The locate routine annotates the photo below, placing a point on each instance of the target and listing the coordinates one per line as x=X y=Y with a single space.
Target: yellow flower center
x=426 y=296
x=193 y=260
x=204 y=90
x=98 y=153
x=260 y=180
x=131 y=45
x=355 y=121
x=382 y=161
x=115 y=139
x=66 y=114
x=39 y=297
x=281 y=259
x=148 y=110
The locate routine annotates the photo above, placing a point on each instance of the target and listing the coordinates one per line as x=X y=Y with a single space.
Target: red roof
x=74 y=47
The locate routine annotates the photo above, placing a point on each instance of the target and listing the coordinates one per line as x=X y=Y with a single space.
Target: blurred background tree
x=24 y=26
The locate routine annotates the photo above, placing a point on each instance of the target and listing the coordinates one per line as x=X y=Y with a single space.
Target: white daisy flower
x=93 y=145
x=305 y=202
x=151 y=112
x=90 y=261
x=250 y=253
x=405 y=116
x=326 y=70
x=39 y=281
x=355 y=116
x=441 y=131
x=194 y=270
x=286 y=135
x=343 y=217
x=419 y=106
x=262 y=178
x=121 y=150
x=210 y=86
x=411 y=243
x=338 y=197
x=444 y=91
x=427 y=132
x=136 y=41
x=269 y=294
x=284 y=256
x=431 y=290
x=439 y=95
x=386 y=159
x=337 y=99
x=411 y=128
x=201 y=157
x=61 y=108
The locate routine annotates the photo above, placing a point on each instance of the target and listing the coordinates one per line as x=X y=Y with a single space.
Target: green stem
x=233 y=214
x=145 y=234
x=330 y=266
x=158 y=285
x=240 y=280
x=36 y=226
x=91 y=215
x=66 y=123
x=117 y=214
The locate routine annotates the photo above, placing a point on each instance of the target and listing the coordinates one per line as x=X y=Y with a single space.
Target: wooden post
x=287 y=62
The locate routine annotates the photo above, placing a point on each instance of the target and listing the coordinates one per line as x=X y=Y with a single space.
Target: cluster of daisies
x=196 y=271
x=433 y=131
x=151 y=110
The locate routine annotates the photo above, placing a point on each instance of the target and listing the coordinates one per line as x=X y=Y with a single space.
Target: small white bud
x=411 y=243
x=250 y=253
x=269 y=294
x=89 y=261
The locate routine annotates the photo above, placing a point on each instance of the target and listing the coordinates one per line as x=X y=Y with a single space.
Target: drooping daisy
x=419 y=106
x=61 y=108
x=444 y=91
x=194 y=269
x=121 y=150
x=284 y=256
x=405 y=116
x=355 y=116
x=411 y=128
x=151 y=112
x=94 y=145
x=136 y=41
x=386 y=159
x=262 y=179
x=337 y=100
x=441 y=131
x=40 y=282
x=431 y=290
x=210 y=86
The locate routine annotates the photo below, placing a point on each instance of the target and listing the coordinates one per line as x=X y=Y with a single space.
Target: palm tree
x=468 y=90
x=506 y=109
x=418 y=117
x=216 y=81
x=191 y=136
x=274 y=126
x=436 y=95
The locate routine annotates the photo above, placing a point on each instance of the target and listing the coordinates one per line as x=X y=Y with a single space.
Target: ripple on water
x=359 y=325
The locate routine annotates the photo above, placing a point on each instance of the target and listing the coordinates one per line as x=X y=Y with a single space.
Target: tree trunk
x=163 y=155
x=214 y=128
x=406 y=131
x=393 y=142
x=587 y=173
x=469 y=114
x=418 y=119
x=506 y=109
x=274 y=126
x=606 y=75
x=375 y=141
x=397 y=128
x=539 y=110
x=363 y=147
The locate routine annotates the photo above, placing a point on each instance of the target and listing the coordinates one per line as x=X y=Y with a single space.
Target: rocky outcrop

+ + + + +

• Exercise aim: Up to and including the last line of the material, reproduce every line exactly, beginning with the one that contains "Target: tree trunk" and adding nothing else.

• Answer for the task:
Target: tree trunk
x=163 y=155
x=214 y=128
x=406 y=131
x=393 y=142
x=587 y=173
x=469 y=114
x=418 y=119
x=506 y=109
x=274 y=126
x=606 y=75
x=375 y=141
x=397 y=128
x=539 y=110
x=363 y=147
The locate routine annotates the photo above, placing a point on each instance of the target and listing the coordinates one per line as x=X y=Y with a single space.
Target: rocky outcrop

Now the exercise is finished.